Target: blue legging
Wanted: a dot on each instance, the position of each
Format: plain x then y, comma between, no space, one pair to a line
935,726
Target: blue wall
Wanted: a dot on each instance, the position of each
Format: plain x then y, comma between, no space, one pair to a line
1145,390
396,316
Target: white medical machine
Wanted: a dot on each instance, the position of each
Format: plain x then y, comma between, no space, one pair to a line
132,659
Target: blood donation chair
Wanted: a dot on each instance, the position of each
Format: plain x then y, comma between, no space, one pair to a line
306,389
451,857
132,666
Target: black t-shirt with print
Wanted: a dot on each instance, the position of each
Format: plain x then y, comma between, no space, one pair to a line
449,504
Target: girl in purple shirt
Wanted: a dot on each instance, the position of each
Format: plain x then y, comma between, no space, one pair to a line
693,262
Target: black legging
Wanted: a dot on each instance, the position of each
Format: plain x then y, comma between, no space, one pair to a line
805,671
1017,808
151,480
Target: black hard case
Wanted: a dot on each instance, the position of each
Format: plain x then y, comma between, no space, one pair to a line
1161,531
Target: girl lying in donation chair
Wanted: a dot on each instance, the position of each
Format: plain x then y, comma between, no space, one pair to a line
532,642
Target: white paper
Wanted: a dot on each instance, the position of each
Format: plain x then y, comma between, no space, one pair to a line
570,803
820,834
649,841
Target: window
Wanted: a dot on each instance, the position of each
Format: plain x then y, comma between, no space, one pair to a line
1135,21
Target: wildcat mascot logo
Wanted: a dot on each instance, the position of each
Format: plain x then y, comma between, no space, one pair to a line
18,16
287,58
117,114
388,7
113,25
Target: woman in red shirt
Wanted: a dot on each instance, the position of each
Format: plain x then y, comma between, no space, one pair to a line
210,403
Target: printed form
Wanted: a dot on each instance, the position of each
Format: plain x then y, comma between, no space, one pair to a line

------------------------------

## [EXERCISE BRIEF]
Repeat the records above exactly, from the first line to the last.

## [EXERCISE ANSWER]
Target: blue legging
Wanted: a dot on each instance, the position of each
Format: plain x then y, comma between, no space, one pair to a line
935,726
Target: blue wall
Wanted: a dot on each instance, the position of each
Format: plain x then y, comma between, no space, one pair to a line
1145,390
396,316
Target: white medical machine
Wanted: a dot on each instance, the position of each
Format: plain x then y, comma between, no space, one pair to a line
132,659
Target: blood donation chair
Wanted: a dot on each instance, the position of each
Format: plain x then y, comma between, no space, one pair to a line
306,389
451,857
132,666
Target: black t-shirt with print
Wanted: a dot on each instance, the position of each
Format: plain x then y, comma between, no space, one pair to a line
449,504
Target: girl in purple shirt
Wanted: a dot on each instance, the position of each
Format: plain x then y, comma between, no space, one pair to a line
693,262
Target: black legging
Wanted: a dot on each instance, the position of each
Format: plain x then y, comma between, no space, one pair to a line
805,671
1017,808
151,480
Target: black hard case
Wanted: a dot on each instance, the position of each
Format: plain x then y, comma between, no space, one pair to a line
1161,531
Target: girl lying in donation chair
Wanted: a dot on each instance, the position of each
Format: plain x then y, comma between, no space, one pair to a line
532,642
Target: white paper
Wanted: a dot on each instance, the position of each
Format: plain x then y, comma between, no space, one pair to a line
570,803
820,834
649,841
Target: window
Wanted: a dot on each instance, the position of each
Format: plain x then y, comma between, no space, one pair to a line
1135,21
Target: wildcat mascot logo
Wanted: a dot on each instance, the position of each
Format: plain x then y, comma between, no space, one pair to a line
18,16
287,58
117,114
388,7
113,25
Target: woman in red shirt
Wanted: a dot on each instance, the position of each
Format: plain x then y, comma between, no space, one pair to a line
210,403
Target: printed form
Wanted: a dot on each instance, the position of each
Format: plain x then y, comma between, no space, one pair to a line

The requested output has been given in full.